__Texto para leitura__
......

1. Interesses ou direitos tutelados na Ação Civil Pública

A ação civil pública está regida pela Lei 7.347/85, assim como também em legislações complementares. De forma simples, pode-se afirmar que a ação civil pública serve de instrumento para a defesa das pessoas portadoras de deficiência; ao meio-ambiente; ao consumidor; ao patrimônio público e social; os bens e direitos de valor artístico, estético e histórico turístico, paisagístico; contra infrações à ordem econômica e a economia popular; e também de outros interesses difusos e coletivos.

A Lei 8.078/90 ampliou de maneira considerável os interesses que podem ser tutelados, porque abarcou os difusos, coletivos e inovou trazendo também os direitos individuais homogêneos. Este último é objeto de grande divergência doutrinária e jurisprudencial, sobretudo do STJ que entende que a tutela dos direitos individuais homogêneos aplica-se no âmbito das relações consumeristas, apenas. Com a devida, data venia, a defesa dos direitos individuais homogêneos devem ser estendidas além da relação de consumo para que se possa atingir a finalidade desse instrumento que é a proteção da coletividade, em todos os seus aspectos.

É necessário entender e delimitar cada tipo de interesse tutelados pela ação civil pública, também denominados interesses metaindividuais, previstos no Código de Defesa do Consumidor, no art. 81, parágrafo único, incisos I, II e III. Prima facie, o art. 81, parágrafo único da Lei 8.078/90 traz em seus incisos a expressão “interesses ou direitos”. A diferença entre estes, reside no fato de como se refere a grupos de pessoas, muitas vezes até indeterminadas, não tem como saber de forma cabal quais os direitos subjetivos de cada um, bastando, apenas, chegar aos interesses desse grupo. Portanto, preferimos adotar ambas as terminologias.

Os direitos difusos são “interesses ou direitos difusos, assim entendidos, para efeitos deste código, os transindividuais, de natureza indivisível, de que sejam titulares pessoas indeterminadas e ligadas por circunstâncias de fato” (CDC, art. 81, parágrafo único, inc. I). Ou seja, há uma grande quantidade de sujeitos, mas estes são indeterminados. Se o sujeito for determinado, não se trata de direitos difusos. Nos direitos difusos, o bem jurídico é indivisível, porque não é possível delimitar a quota de cada um. Então o que importa é a proteção do grupo de pessoas, sendo esta a finalidade das ações coletivas. O direito em pauta também deve ser considerado unitário.

......

__Enunciado__
De acordo com o texto sobre a ação civil pública, que lei trouxe como inovação os direitos individuais homogêneos? Não é preciso consultar os registros.

......

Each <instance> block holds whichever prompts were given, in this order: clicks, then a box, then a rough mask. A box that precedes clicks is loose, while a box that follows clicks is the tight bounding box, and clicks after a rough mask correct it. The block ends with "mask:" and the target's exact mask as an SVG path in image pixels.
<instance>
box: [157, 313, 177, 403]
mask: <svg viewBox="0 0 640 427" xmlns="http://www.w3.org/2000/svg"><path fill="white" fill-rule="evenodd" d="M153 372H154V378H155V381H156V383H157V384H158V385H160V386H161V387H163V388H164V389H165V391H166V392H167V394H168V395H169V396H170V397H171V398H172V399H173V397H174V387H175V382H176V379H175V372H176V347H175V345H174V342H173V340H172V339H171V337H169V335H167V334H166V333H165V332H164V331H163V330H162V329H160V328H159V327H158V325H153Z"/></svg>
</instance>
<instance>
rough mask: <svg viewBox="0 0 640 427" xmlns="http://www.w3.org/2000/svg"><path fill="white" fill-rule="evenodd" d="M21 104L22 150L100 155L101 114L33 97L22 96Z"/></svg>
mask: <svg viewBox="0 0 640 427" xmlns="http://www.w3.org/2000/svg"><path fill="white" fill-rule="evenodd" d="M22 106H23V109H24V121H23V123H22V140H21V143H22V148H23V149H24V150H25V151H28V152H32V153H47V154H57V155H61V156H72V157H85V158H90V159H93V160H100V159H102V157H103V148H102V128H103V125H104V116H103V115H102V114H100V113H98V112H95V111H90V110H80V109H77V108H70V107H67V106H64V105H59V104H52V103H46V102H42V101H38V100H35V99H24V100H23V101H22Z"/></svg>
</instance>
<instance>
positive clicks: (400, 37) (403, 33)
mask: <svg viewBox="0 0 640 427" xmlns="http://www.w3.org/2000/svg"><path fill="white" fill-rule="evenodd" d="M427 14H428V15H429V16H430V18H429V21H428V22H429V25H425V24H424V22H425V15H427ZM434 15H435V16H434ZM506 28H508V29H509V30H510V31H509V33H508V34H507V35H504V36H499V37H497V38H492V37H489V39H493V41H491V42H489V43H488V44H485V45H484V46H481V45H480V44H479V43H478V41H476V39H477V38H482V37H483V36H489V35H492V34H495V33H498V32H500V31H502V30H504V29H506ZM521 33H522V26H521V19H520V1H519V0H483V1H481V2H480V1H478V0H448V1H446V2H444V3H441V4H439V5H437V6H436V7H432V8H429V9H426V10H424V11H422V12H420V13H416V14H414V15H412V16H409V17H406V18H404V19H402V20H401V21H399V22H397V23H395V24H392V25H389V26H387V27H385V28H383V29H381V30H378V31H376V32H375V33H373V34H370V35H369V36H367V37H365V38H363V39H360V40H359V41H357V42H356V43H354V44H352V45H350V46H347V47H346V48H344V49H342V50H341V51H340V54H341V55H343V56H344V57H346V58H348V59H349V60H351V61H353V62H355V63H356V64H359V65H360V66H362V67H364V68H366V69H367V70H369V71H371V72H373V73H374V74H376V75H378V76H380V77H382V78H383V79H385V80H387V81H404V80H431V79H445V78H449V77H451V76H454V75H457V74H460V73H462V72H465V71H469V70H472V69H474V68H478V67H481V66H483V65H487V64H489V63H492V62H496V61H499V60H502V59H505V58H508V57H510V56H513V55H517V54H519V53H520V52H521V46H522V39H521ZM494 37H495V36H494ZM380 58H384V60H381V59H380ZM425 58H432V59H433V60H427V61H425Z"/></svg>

......

__Resposta__
A Lei 8.078/90.